*OBJECTIVE:*
Reproduce the lines below verbatim, from the line containing "Locate every instance of the tree" through the last line, including both ends.

*RECORDS SHOWN:*
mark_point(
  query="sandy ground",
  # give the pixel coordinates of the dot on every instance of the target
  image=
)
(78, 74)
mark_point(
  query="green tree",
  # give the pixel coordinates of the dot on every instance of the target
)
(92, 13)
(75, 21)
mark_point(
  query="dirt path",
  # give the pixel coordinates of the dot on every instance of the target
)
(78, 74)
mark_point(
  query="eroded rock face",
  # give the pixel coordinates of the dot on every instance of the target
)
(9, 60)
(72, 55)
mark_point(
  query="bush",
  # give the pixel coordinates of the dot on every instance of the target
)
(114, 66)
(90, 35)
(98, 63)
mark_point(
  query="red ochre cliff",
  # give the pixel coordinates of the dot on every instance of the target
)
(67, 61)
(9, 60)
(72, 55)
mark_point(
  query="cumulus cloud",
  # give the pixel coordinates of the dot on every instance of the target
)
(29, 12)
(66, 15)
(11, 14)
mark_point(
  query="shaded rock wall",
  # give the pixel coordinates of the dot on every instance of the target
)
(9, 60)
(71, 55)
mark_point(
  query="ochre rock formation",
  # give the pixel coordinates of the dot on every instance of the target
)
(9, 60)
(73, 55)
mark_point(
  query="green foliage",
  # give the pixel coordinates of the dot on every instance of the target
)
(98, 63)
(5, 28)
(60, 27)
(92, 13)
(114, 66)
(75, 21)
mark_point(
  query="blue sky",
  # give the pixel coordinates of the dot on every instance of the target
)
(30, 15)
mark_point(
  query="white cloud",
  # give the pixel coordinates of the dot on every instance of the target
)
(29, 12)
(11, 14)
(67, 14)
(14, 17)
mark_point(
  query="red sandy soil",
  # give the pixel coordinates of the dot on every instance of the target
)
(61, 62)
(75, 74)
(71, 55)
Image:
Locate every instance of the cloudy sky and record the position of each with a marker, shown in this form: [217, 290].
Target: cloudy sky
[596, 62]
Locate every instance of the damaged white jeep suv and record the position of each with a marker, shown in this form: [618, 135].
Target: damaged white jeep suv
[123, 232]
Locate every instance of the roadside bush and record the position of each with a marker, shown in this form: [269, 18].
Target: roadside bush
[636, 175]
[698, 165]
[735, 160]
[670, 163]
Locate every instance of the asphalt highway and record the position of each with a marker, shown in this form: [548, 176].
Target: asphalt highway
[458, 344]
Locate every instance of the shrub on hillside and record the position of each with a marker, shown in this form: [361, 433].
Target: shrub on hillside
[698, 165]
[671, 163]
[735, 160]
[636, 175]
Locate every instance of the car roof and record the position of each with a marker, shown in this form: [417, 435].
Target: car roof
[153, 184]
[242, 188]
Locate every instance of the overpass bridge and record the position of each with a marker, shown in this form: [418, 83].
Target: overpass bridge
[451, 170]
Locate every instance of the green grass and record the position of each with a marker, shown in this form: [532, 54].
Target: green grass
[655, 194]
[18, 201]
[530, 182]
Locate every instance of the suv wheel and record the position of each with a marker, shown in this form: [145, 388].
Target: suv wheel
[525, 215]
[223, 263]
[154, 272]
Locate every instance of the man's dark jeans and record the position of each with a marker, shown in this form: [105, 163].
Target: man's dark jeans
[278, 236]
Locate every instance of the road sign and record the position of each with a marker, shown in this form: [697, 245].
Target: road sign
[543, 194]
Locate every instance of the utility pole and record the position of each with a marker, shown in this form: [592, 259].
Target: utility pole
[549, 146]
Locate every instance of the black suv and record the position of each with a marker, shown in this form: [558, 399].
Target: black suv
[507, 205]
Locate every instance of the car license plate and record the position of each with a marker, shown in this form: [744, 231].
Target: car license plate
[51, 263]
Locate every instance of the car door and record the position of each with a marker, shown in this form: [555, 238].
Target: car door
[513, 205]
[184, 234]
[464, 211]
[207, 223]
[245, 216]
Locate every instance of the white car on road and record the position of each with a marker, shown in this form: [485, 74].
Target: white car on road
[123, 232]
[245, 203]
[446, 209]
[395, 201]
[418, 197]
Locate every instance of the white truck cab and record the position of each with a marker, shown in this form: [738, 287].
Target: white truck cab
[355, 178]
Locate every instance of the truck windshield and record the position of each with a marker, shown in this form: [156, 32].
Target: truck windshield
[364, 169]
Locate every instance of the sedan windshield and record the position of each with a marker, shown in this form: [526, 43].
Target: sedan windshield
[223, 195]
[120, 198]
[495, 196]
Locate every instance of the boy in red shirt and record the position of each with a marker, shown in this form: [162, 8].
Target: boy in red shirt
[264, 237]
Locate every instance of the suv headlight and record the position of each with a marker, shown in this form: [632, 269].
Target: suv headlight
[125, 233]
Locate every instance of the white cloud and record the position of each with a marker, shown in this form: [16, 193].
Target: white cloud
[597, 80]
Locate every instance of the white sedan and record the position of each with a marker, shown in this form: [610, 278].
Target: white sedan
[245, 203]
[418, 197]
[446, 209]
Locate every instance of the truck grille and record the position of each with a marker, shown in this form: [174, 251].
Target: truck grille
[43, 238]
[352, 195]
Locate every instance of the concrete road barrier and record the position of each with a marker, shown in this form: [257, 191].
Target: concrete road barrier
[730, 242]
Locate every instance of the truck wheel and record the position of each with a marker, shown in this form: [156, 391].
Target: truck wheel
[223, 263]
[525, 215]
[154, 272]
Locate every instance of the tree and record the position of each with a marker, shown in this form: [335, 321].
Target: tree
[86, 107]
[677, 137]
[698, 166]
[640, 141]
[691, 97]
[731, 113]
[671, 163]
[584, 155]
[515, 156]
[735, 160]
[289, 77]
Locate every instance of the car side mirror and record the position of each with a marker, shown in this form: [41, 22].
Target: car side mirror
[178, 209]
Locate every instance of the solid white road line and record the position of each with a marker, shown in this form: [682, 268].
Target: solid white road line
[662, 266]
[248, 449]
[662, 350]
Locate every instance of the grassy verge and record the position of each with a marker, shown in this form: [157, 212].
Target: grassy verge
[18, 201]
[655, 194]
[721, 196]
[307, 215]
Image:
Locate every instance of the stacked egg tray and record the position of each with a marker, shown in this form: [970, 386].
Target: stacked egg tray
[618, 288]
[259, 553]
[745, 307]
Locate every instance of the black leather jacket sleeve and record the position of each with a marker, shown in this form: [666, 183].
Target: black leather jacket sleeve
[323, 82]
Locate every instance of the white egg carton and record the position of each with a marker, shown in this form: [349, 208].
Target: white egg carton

*SOLVED EXERCISE:*
Locate every instance of the tree and record the position of each with a marker, shown in this form: [335, 321].
Target: tree
[86, 107]
[677, 137]
[698, 166]
[640, 141]
[691, 97]
[731, 113]
[671, 163]
[584, 155]
[515, 156]
[735, 160]
[289, 77]
Locate every instance of the car side mirror and record the position of each with a marker, shown in this form: [41, 22].
Target: car side mirror
[178, 209]
Locate every instance of the solid white road line and record the position of each with a marker, shown in this form: [682, 268].
Target: solid white road line
[662, 266]
[248, 449]
[662, 350]
Locate every instance of the grassy verge and record the position of each with a marker, shown in this form: [157, 212].
Target: grassy verge
[18, 201]
[655, 194]
[721, 196]
[307, 215]
Image:
Locate every instance of the stacked egg tray and record the position of each with a marker, shown in this form: [970, 386].
Target: stacked egg tray
[618, 288]
[259, 553]
[745, 307]
Locate every instance of the black leather jacket sleeve and record the position of each with a marker, shown in this form: [666, 183].
Target: black leather jacket sleeve
[323, 82]
Locate every instance of the white egg carton and record the position of each with a marker, shown in this form: [349, 208].
Target: white egg carton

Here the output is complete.